**What to produce:** Count the lines in the records below that contain the string "panel", and reply with that number only.

**Material:**
▼

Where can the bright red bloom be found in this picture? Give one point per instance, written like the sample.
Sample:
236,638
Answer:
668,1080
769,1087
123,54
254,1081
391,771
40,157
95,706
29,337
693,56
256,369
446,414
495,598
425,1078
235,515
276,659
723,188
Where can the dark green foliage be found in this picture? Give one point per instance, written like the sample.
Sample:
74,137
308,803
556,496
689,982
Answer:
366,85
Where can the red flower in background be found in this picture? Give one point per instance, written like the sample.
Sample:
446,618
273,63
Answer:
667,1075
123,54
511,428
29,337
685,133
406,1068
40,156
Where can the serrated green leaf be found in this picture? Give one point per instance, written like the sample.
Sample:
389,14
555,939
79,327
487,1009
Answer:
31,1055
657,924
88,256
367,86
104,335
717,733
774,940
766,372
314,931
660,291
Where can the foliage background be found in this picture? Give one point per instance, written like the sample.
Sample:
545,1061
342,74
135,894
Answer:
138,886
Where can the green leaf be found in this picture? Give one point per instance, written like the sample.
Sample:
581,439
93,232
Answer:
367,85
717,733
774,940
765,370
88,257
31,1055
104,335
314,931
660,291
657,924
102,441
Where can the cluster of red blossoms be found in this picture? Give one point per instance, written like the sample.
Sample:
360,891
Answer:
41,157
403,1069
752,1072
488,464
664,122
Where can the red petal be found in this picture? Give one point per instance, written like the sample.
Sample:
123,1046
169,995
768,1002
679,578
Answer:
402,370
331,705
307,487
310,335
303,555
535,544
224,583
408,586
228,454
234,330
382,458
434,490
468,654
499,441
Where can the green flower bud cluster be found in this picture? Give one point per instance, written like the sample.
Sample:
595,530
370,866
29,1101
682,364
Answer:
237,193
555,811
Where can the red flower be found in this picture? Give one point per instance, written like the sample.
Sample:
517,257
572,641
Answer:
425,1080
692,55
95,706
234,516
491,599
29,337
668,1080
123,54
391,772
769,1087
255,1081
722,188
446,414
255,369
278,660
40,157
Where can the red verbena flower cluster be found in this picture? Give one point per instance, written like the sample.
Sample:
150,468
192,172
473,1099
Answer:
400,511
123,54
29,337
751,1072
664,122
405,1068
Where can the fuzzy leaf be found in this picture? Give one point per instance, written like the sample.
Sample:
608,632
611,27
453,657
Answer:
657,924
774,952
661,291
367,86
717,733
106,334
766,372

▲
▼

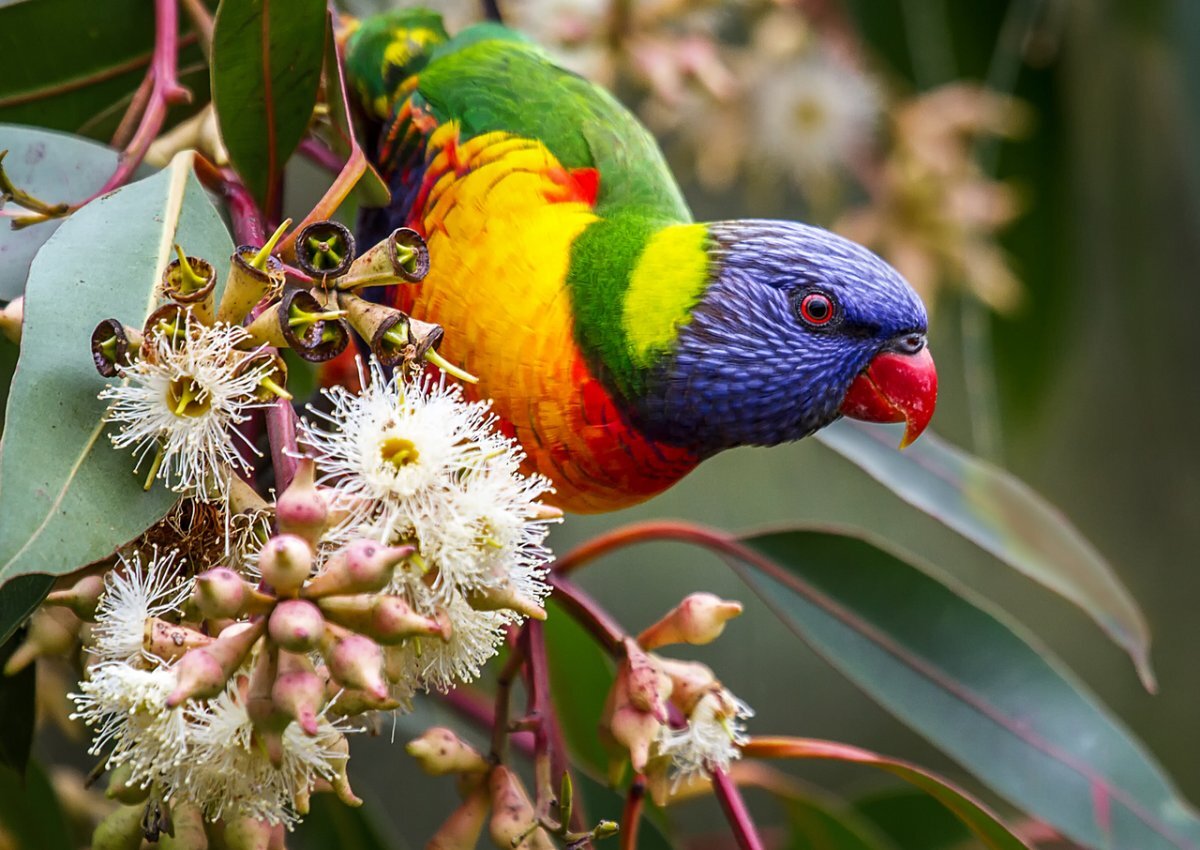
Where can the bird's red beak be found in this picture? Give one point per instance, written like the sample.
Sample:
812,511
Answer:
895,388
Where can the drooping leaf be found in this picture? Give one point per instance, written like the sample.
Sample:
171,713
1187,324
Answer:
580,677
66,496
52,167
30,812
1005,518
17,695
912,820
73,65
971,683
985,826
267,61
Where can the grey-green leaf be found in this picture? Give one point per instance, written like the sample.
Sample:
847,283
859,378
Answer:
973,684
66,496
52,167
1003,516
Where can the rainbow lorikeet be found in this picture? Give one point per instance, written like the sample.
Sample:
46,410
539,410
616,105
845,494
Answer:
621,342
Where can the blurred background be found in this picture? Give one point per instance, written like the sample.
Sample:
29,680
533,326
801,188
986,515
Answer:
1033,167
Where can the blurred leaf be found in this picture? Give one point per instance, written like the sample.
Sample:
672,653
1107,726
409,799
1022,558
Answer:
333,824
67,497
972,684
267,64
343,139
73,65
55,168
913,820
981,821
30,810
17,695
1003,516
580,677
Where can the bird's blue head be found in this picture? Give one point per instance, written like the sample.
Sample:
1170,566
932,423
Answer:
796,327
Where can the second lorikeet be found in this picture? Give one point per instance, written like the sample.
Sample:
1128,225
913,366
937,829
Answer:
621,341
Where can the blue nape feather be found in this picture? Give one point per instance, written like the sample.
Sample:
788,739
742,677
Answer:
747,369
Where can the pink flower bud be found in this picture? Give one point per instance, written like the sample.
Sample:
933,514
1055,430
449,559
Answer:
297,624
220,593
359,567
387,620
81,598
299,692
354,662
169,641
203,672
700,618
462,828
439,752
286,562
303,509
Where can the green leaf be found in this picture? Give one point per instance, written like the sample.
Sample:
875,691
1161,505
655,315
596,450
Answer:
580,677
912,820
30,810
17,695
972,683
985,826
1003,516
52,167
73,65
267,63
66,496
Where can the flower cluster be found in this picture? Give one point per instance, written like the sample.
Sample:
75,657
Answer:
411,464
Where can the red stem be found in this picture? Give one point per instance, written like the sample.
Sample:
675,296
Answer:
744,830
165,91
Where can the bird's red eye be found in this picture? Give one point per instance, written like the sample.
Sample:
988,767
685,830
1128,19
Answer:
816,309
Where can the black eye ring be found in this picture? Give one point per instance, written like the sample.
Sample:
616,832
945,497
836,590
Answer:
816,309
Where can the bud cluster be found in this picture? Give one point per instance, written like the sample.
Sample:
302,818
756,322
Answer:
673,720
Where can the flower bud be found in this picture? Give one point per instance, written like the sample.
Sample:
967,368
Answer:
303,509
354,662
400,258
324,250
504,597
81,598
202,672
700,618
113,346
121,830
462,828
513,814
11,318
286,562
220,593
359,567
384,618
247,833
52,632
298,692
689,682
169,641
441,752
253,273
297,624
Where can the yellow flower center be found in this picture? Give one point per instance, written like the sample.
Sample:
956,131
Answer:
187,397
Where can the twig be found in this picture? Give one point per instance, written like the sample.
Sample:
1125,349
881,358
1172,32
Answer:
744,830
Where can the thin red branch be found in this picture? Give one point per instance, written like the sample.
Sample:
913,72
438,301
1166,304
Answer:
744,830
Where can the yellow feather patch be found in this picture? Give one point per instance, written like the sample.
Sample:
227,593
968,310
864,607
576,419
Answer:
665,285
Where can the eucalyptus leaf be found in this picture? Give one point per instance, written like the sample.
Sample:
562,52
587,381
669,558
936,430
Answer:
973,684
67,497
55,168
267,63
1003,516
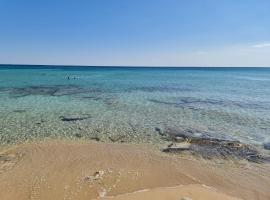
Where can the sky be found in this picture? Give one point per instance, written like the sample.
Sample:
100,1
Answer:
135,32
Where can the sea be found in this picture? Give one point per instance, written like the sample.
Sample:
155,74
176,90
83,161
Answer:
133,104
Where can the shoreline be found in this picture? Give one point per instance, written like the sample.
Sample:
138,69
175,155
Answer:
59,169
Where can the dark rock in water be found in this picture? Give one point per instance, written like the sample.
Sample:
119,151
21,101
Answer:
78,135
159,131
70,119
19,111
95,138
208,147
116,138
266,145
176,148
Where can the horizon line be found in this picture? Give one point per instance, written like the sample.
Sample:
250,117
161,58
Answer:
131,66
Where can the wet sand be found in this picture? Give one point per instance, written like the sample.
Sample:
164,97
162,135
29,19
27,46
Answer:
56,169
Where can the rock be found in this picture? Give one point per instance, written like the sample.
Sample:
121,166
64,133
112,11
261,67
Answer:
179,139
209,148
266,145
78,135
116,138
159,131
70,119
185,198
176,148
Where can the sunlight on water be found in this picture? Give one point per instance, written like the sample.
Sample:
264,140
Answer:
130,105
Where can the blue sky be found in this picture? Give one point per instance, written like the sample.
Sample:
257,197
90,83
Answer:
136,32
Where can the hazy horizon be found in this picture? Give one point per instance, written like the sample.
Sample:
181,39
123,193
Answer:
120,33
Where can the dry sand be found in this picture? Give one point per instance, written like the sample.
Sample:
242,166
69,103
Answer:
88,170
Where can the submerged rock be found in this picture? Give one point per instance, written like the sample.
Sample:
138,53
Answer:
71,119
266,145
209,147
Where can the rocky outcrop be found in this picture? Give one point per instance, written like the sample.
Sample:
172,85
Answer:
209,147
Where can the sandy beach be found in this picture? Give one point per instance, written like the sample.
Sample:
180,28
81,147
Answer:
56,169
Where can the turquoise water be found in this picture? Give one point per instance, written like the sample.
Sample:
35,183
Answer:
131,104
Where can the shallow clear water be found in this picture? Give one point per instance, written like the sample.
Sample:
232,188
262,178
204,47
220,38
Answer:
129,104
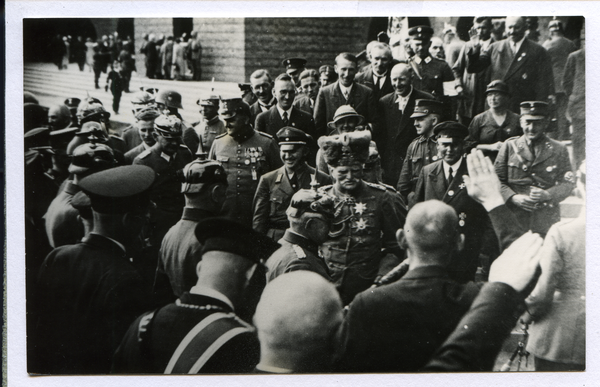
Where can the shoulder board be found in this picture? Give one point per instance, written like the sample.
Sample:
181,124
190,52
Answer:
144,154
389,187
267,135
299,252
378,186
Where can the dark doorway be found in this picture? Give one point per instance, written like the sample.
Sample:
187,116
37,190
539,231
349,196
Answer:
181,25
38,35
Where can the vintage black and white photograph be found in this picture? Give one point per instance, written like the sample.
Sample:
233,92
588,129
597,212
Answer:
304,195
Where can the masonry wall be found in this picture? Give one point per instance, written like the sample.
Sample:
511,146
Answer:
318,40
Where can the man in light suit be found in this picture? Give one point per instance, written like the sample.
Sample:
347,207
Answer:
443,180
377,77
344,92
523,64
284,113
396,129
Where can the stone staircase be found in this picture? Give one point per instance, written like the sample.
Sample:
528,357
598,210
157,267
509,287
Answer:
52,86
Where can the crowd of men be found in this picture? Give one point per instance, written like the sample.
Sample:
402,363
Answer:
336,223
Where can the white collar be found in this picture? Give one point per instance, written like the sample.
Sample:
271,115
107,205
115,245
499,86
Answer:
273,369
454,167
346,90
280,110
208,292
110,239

▲
▼

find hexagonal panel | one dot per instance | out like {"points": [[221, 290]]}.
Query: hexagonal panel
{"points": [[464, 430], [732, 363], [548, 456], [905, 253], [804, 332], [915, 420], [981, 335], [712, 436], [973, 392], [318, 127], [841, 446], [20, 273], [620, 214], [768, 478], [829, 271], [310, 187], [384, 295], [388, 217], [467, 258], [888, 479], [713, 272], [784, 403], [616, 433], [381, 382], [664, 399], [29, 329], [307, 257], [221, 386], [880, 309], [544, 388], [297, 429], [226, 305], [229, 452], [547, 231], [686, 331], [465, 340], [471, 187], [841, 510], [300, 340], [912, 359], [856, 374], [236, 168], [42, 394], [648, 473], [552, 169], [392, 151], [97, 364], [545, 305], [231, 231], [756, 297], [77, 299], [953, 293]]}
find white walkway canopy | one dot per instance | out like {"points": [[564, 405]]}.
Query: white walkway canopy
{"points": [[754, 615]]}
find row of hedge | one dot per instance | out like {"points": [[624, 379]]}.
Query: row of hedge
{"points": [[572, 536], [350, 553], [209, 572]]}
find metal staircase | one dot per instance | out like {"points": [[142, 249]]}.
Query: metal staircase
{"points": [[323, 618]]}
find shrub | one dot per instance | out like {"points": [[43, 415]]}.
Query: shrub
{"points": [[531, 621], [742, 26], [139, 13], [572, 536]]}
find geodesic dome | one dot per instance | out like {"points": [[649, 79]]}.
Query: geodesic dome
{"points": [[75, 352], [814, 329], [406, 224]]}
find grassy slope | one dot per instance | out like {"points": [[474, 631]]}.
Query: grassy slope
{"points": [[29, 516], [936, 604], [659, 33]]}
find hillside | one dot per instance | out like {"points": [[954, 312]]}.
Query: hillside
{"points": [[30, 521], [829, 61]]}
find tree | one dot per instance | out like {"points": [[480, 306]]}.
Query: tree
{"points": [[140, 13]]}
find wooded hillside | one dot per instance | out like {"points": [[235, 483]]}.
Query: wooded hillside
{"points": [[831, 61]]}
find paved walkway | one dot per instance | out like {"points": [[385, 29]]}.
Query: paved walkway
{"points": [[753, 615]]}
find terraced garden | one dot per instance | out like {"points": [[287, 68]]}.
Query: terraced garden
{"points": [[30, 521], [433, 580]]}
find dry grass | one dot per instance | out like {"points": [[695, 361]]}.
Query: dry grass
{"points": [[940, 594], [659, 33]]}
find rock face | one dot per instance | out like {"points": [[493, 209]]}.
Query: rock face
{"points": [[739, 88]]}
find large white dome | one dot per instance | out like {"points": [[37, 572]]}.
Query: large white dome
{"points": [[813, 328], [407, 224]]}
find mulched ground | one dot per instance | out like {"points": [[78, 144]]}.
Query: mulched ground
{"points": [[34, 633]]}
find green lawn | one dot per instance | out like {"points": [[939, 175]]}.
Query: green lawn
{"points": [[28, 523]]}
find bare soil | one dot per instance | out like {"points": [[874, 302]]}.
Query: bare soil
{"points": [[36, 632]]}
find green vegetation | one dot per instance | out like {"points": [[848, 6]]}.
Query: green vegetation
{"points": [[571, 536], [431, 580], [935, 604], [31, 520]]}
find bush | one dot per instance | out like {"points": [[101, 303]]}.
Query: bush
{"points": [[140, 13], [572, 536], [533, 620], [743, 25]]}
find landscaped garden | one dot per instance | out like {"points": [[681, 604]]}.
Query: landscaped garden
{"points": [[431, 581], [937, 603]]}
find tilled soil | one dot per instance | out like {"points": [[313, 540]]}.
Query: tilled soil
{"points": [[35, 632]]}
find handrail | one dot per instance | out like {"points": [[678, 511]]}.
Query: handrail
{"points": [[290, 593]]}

▲

**Response below:** 2